* **REQUIRED WORK**:
A. List the countries named in the Simprints article as sites of the company's current projects.
B. Answer these questions from the Simprints article:
(i) In what year did Simprints officially launch?
(ii) How much was the "transition to scale" grant Simprints won in 2017?
(iii) In what place did the pilot study with health workers take place?
C. Resume the Simprints article after its last sentence, keeping the same tone.

* **TEXT SEGMENT**:
● ● ● ● ● ● ●

Building a foundation

Simprints has seen eye-popping growth in the three years since its official launch in 2014. ARM has nurtured the company from the start, including subsidizing fees at a makerspace while the Simprints team was working on the prototype of its scanner.

“Several ARM engineers spent their spare time to help Simprints get up to speed in electronics design, which was new to them. So, we’ve been involved in helping create the environment where something like Simprints can happen,” ARM’s Vergine says.

In the year of its launch, Simprints won a seed grant from Saving Lives at Birth, which is a collaboration between U.S., U.K., Canadian and Norwegian government aid agencies and the Gates Foundation. (ARM offered a partial match of the grant, and the company has also provided letters to other global competitions stating a commitment to match money that Simprints may win. Vergine says he does not know whether that would have affected Simprints’ early success on the competition circuit.) With the grant money, Simprints forged partnerships with BRAC, headquartered in Bangladesh, and the Johns Hopkins Global mHealth Initiative, to launch a pilot study testing Simprints’ technology with health workers in Gaibandha, Bangladesh.

Simprints is running programs in seven countries, with more on the docket for 2018.

Simprints’ first year closed after hundreds of hours of field tests and three redesigns of the prototype. In its second year, 2015, the organization won a grant from Innovate U.K. that funded software development and supported pre-production of the fingerprint scanner. The company unveiled the scanner in its current iteration in 2016.

In 2017, Simprints won a $2 million Saving Lives at Birth “transition to scale” grant. The money will fund work with BRAC to deliver maternal healthcare to nearly 4.5 million pregnant women and their children in Bangladesh.

At the time of writing, Simprints is involved in seven projects in Nepal, Bangladesh, Afghanistan, Uganda, Nigeria, Zambia and Kenya. Ten more are on the docket for 2018, Manhart says.

New challenges

In parallel to its maternal health program, Simprints has also won additional grants from Innovate U.K. and Saving Lives at Birth to fund the development of technology that can read and process infants’ biometric data. The technical challenge in analyzing an infant’s fingerprints is predicting how the prints will change as the baby grows. The Simprints team is using machine learning on a dataset of neonatal prints that may be able to track a baby’s prints into adulthood.

● ● ● ● ● ● ●

(Text-to-region grounding data)
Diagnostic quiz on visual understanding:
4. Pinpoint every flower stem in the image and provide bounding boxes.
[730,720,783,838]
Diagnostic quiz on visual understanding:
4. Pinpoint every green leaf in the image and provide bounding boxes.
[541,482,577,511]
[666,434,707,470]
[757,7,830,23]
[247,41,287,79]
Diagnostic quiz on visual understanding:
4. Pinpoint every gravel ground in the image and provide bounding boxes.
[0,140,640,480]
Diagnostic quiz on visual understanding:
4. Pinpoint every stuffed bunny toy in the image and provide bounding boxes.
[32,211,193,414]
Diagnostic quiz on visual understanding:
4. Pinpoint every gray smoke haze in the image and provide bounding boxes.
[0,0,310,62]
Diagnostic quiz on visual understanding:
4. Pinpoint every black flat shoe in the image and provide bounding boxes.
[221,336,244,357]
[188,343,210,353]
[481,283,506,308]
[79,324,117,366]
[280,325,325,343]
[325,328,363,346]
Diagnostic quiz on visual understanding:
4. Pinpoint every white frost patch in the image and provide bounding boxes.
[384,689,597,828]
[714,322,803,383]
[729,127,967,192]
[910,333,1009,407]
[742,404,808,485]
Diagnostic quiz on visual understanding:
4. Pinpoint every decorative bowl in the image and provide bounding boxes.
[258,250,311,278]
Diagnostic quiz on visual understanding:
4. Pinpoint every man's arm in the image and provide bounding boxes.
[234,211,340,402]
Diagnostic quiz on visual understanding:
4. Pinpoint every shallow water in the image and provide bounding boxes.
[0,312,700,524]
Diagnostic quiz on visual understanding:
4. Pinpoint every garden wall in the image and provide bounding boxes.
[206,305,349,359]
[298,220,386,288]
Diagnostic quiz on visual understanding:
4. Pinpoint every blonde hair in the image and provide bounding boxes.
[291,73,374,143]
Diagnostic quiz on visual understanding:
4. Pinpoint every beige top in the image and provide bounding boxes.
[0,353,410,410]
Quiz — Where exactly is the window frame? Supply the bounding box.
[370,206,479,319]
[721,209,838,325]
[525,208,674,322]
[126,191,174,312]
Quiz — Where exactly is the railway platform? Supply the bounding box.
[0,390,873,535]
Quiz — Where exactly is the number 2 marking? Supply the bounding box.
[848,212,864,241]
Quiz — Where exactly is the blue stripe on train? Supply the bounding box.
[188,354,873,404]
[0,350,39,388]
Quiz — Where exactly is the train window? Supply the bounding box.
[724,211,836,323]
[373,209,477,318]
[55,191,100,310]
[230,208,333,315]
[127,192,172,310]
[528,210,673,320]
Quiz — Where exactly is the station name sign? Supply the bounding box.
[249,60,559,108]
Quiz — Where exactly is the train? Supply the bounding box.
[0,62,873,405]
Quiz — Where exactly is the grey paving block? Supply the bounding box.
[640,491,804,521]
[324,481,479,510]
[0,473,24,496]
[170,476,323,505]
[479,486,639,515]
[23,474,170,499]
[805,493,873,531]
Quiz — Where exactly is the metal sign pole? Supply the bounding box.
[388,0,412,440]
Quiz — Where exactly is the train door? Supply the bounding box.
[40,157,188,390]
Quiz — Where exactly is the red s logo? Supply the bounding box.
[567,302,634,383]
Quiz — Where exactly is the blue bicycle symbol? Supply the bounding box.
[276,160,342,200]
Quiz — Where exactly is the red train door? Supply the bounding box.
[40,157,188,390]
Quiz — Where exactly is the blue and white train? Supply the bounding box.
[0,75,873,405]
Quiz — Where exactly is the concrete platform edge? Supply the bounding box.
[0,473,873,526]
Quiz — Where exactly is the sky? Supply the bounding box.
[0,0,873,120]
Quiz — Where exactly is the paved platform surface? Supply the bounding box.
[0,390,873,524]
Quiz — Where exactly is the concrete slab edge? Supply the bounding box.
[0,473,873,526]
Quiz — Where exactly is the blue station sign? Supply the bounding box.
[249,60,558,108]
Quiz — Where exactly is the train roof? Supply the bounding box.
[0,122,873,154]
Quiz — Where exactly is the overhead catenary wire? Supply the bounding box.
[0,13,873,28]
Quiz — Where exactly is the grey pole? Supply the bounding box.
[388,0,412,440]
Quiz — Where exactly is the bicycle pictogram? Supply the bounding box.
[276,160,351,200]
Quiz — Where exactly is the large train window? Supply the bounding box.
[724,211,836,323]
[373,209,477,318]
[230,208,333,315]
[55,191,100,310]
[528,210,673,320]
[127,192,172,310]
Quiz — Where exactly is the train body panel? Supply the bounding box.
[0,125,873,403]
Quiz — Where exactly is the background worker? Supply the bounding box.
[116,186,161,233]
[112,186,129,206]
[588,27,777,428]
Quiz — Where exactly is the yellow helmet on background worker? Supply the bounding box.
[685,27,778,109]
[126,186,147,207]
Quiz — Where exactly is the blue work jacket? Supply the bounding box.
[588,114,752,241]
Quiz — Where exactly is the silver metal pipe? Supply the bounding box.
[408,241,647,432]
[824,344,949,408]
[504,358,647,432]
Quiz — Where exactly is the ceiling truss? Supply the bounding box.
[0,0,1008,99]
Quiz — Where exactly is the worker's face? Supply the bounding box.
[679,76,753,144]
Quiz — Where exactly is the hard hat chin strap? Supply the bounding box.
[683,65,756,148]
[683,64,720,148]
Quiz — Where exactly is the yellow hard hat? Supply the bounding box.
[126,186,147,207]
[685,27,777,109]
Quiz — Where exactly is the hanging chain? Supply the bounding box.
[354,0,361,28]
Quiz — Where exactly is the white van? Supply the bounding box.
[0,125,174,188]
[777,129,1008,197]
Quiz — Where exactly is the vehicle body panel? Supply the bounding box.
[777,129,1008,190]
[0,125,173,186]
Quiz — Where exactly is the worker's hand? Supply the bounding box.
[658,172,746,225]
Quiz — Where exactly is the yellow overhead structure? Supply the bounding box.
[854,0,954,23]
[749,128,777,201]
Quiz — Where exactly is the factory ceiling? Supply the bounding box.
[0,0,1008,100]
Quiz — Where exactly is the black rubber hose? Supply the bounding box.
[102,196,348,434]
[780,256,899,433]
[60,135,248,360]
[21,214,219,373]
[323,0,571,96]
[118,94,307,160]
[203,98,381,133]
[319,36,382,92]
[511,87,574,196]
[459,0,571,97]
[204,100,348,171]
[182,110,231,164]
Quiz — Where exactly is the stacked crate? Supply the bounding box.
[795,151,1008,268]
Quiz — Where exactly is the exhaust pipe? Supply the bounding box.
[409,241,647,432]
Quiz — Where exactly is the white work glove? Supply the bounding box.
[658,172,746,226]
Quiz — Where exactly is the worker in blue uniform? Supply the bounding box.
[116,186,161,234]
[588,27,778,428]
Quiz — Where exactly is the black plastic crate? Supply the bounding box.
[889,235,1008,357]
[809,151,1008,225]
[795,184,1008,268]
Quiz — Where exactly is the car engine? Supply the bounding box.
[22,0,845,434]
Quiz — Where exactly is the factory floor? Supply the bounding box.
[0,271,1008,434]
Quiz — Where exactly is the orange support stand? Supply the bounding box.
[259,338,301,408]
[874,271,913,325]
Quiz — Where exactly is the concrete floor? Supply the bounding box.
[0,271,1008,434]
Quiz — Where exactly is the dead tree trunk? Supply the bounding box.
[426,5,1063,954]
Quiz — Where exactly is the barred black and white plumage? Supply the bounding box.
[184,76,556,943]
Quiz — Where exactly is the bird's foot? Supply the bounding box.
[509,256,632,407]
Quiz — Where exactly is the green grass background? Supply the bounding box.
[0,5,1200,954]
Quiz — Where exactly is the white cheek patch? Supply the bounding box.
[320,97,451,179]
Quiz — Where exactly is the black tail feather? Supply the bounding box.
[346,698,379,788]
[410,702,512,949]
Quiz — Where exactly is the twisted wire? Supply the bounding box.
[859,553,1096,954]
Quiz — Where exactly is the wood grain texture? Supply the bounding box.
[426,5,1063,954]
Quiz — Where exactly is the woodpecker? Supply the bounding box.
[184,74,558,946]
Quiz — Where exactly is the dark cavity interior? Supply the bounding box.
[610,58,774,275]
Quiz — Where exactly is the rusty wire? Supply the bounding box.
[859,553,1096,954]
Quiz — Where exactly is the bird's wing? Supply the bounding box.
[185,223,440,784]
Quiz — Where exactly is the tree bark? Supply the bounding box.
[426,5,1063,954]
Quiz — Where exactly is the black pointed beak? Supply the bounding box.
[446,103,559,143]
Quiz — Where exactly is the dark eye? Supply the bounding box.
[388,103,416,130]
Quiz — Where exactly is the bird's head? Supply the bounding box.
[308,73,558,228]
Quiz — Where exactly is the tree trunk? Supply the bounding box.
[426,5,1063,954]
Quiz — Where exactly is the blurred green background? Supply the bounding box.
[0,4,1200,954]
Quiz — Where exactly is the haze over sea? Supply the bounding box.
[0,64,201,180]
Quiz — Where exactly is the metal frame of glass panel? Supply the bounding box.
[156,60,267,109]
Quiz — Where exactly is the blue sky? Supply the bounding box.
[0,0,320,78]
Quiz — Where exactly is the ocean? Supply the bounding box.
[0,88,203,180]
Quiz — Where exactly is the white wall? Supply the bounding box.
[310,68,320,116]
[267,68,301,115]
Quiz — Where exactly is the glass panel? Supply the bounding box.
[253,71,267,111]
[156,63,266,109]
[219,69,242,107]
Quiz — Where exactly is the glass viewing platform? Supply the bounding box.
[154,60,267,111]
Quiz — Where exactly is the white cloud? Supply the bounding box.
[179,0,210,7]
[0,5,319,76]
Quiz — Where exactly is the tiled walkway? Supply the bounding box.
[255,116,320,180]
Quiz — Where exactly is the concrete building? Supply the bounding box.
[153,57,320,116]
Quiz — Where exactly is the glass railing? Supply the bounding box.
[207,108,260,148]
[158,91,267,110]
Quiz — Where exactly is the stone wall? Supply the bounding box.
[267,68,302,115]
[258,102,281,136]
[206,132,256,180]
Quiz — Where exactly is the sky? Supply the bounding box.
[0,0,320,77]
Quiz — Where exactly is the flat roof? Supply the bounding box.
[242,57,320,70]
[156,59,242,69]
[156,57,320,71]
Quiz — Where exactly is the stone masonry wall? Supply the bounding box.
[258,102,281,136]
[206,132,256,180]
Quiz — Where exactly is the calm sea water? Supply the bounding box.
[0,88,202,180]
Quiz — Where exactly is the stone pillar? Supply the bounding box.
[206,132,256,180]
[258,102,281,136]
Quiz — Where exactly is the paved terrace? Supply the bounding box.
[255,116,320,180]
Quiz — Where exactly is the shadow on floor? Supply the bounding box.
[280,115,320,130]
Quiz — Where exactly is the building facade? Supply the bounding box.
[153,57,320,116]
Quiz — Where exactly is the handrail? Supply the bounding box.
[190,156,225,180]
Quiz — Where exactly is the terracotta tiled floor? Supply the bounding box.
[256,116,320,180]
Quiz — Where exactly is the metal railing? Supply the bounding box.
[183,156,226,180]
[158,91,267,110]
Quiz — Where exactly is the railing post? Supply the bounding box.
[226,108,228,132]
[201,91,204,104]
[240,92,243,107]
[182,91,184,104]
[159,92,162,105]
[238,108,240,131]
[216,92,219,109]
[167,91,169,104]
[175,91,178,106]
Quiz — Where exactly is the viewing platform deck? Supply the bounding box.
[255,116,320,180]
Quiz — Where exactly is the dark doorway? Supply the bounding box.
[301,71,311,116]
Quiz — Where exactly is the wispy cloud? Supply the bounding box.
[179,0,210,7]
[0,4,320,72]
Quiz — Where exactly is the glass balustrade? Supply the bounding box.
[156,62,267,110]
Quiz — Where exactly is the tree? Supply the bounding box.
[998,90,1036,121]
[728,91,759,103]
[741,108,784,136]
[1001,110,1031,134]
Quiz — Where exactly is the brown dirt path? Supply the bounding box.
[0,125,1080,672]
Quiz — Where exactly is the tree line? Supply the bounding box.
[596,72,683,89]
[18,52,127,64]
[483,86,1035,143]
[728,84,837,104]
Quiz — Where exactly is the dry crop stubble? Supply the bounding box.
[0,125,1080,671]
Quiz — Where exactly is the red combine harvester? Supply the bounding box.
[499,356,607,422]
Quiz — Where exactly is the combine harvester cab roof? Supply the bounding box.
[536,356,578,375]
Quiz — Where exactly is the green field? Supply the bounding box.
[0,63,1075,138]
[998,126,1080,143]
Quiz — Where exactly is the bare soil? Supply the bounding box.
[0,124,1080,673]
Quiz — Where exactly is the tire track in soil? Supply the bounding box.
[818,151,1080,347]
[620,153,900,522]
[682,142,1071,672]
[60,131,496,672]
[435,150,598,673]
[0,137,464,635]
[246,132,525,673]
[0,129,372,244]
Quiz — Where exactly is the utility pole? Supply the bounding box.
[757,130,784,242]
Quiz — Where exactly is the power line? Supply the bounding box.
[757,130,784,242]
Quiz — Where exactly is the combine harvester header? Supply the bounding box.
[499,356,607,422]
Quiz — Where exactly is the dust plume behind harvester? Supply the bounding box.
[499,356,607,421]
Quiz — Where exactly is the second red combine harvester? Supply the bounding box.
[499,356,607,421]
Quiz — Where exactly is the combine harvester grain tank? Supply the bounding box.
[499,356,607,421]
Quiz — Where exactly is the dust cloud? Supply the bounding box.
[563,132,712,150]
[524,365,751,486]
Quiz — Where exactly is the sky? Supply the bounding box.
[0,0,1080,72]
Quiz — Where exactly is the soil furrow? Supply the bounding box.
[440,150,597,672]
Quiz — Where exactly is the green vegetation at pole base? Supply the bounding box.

● ● ● ● ● ● ●

* **ANSWERS IN ORDER**:
A. Nepal, Bangladesh, Afghanistan, Uganda, Nigeria, Zambia, Kenya

B.
(i) 2014
(ii) $2 million
(iii) Gaibandha, Bangladesh

C.
“We have made a compelling case that we can address this problem and provide reliable identification for neonates that will be a game changer in terms of civil registration, vaccine delivery, and every service you could provide a baby,” Manhart says.

Simprints is also applying part of its funding to a second research project: hardware-less biometrics.

“We are doing R&D into seeing if the scanner itself can be replaced with a simple add-on, or even by just the camera of an Android device,” explains Norman.

These new initiatives may be a big part of Simprints’ future, but its existing capabilities are more than sufficiently in demand. Manhart recalls that shortly after launching Simprints’ website, the organization had 200 requests from organizations around the world.

“Impact organizations that tell us they need us to do this yesterday,” he says, adding, “There’s a huge mismatch between demand and supply. And that mismatch is costing lives. So, we have huge pressure to increase our bandwidth as soon as possible.”

Amid that pressure, Manhart frequently comes back to his conversation with the healthcare workers in Nepal about how Simprints could help them prevent medical mix-ups and deliver better care.

“It was something that really drove home why we’re doing this, and that this is costing lives every day. On many levels,” he says. “And it’s something that’s 100 percent preventable. That’s why we’re in this and this is what keeps me getting up.”